▶ [Work instructions] How many lines of the listing below contain the word "brick"? Give only the number.

▶ [Record excerpts]
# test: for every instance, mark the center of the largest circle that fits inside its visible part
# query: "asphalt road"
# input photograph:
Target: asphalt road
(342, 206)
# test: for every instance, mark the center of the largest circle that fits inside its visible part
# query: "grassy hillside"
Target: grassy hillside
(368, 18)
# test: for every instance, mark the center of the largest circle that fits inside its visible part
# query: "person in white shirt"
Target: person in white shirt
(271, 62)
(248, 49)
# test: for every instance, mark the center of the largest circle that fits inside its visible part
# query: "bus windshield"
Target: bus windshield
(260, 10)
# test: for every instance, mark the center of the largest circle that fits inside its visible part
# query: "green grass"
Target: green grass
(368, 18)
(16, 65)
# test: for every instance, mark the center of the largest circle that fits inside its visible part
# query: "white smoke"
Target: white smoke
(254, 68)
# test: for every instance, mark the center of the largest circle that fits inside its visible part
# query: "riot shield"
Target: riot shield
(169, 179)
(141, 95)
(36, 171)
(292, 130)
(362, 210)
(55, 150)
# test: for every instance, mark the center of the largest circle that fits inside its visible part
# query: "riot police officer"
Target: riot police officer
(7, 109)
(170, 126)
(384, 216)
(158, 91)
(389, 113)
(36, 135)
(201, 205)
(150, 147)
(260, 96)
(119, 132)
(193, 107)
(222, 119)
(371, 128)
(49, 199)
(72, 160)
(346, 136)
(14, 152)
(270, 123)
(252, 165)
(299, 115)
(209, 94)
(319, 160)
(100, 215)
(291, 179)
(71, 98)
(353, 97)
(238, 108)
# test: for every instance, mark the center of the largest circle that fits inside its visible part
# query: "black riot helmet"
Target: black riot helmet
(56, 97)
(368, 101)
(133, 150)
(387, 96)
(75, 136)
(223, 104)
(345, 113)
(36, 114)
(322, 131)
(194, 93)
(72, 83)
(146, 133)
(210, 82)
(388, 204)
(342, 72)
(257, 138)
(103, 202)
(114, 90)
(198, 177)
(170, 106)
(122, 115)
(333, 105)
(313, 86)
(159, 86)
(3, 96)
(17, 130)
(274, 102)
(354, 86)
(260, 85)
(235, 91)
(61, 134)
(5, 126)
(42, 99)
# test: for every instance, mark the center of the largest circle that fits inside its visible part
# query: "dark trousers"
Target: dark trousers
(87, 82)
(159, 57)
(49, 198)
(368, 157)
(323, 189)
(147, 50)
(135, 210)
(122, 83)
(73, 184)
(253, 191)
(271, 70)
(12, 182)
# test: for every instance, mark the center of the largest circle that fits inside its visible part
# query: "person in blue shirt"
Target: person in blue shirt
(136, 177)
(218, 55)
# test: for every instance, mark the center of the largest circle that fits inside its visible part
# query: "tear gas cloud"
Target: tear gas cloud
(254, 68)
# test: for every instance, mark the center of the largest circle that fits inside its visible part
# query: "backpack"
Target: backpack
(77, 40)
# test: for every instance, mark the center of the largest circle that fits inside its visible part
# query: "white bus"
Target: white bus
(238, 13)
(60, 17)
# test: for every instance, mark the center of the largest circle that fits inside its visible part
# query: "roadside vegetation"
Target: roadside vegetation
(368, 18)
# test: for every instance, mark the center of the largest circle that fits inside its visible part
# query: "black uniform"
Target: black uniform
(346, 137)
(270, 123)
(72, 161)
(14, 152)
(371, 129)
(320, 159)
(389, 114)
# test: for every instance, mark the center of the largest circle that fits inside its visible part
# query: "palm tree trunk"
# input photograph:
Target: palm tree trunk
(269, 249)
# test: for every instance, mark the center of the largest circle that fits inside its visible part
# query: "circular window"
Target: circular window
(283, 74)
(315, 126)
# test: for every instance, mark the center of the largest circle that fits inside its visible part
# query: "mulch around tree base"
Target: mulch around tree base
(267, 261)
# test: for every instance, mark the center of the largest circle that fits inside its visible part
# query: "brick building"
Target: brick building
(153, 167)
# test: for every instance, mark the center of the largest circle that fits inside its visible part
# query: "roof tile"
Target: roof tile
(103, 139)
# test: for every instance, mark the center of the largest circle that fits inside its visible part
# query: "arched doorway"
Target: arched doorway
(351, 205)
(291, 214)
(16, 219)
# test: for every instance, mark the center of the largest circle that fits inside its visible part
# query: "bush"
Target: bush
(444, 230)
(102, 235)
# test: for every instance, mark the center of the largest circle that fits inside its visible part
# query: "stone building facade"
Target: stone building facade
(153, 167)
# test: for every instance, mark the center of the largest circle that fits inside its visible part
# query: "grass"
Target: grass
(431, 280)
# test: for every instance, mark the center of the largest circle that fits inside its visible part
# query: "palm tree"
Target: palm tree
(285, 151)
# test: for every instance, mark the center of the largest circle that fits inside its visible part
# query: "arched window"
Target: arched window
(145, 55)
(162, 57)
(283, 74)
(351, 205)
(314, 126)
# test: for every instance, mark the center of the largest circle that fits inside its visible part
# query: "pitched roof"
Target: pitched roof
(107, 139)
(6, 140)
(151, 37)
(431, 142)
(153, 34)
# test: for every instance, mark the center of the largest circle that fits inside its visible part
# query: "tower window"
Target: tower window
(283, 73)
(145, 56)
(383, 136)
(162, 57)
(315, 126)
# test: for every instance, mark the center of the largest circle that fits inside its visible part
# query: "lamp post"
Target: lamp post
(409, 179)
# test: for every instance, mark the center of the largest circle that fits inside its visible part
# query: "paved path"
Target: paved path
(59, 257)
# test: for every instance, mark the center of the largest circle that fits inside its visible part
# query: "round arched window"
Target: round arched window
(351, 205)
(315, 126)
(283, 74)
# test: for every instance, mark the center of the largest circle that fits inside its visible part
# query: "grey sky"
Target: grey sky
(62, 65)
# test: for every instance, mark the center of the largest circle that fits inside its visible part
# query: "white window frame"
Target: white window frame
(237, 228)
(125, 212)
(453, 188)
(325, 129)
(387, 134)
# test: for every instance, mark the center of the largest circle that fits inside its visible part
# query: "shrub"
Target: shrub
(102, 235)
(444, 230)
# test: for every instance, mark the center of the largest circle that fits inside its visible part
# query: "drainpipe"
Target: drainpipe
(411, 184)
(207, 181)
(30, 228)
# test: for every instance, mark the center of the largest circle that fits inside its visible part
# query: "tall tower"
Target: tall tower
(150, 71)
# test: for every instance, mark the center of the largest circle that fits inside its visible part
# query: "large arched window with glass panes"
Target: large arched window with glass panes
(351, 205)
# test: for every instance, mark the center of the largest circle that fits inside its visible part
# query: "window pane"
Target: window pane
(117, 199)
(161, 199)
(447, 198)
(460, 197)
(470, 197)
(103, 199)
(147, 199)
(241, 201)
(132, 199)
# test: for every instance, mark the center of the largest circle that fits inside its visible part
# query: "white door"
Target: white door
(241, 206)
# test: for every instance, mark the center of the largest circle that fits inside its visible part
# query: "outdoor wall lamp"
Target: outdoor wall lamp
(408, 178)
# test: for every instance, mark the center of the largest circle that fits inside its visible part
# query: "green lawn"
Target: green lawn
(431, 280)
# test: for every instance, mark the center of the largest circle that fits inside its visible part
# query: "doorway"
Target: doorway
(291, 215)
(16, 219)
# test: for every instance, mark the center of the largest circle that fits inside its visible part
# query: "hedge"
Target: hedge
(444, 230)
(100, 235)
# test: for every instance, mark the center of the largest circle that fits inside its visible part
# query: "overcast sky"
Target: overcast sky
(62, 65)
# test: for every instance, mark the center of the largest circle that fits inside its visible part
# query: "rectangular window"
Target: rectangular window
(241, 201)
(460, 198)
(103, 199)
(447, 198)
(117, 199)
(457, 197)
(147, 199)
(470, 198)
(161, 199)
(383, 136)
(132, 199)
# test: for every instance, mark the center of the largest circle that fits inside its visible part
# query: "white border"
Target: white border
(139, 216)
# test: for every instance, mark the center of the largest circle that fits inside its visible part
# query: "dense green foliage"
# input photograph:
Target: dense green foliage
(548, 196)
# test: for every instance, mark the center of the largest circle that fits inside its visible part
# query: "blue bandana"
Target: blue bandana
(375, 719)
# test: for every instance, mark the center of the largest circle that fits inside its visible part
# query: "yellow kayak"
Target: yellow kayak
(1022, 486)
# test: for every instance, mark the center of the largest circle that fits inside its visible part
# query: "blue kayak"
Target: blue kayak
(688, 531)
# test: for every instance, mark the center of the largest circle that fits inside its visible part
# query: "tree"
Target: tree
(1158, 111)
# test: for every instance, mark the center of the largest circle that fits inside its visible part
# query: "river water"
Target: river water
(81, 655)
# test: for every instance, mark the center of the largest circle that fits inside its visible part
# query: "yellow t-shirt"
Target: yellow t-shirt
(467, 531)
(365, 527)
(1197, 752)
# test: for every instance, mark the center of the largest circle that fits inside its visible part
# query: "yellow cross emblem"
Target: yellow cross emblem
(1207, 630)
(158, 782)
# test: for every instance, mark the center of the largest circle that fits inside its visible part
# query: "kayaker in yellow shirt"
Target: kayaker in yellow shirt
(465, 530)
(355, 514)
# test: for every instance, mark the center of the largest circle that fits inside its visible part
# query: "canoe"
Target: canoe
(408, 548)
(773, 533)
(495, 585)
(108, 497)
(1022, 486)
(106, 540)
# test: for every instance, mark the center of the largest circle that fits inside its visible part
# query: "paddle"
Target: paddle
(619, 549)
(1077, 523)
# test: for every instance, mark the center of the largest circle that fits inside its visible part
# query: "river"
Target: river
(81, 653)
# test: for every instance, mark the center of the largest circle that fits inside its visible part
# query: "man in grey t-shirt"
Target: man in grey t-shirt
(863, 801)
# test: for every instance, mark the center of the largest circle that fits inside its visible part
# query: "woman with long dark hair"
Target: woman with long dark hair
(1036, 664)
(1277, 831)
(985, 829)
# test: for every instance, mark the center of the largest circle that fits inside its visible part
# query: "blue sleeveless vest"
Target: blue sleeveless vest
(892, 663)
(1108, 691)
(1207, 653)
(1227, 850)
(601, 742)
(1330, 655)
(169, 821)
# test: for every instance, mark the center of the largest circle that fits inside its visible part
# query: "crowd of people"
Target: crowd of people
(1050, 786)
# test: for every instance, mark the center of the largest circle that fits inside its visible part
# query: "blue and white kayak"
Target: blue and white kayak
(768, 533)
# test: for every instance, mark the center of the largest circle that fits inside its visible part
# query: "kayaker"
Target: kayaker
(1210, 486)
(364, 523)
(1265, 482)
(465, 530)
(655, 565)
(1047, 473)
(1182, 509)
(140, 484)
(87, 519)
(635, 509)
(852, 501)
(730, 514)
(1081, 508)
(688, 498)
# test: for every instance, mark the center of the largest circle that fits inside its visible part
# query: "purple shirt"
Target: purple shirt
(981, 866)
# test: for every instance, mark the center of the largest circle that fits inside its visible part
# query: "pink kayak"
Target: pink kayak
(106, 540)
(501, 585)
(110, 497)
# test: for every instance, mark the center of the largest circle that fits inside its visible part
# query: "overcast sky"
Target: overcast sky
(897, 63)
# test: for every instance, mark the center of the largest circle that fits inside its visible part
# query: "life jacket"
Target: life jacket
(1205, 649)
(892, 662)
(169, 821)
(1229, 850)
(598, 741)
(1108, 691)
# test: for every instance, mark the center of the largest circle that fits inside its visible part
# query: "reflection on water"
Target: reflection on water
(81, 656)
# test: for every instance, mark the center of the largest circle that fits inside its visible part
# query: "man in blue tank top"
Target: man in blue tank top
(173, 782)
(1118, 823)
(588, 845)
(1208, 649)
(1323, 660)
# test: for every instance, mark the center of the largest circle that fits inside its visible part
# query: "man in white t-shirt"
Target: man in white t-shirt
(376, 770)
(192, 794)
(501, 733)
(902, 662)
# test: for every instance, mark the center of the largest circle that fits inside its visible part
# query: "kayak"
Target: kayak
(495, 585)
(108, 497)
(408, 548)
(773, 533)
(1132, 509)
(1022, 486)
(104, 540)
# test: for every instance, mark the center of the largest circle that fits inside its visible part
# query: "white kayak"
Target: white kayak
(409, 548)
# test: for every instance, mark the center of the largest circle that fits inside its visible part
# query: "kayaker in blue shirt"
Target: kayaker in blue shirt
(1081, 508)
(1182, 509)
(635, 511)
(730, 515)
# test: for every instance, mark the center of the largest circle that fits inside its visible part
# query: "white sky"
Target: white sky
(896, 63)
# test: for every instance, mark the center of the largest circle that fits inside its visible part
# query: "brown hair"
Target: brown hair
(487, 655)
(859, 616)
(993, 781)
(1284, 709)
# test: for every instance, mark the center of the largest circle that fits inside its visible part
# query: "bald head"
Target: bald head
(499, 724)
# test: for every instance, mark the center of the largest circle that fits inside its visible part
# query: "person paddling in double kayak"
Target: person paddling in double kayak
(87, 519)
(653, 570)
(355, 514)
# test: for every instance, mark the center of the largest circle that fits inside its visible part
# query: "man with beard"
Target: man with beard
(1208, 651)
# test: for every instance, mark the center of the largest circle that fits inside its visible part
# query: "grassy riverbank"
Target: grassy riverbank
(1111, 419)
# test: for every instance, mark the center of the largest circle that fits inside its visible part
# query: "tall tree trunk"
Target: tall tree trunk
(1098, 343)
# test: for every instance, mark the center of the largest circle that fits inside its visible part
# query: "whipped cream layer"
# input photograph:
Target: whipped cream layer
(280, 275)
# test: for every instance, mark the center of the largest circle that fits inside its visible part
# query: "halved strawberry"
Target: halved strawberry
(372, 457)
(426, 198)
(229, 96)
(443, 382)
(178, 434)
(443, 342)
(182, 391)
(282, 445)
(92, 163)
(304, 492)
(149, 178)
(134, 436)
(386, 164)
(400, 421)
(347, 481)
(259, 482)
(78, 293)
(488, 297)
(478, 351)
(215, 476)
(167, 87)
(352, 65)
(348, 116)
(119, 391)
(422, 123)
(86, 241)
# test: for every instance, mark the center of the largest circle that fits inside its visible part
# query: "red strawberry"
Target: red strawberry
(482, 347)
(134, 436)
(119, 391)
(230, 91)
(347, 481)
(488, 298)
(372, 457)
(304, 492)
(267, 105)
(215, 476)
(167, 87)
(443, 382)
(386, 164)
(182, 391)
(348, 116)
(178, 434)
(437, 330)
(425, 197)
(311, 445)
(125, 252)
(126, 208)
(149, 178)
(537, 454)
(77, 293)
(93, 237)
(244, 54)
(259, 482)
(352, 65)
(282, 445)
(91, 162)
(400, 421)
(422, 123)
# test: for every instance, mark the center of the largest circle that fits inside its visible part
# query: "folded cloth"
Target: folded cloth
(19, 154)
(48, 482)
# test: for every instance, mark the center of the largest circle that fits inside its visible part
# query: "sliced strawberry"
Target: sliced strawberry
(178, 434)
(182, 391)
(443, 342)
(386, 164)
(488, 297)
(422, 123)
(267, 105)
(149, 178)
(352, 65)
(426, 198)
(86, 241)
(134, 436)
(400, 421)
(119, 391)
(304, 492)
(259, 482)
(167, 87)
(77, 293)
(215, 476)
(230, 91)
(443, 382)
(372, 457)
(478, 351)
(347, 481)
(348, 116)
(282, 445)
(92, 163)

▶ [Expected answer] 2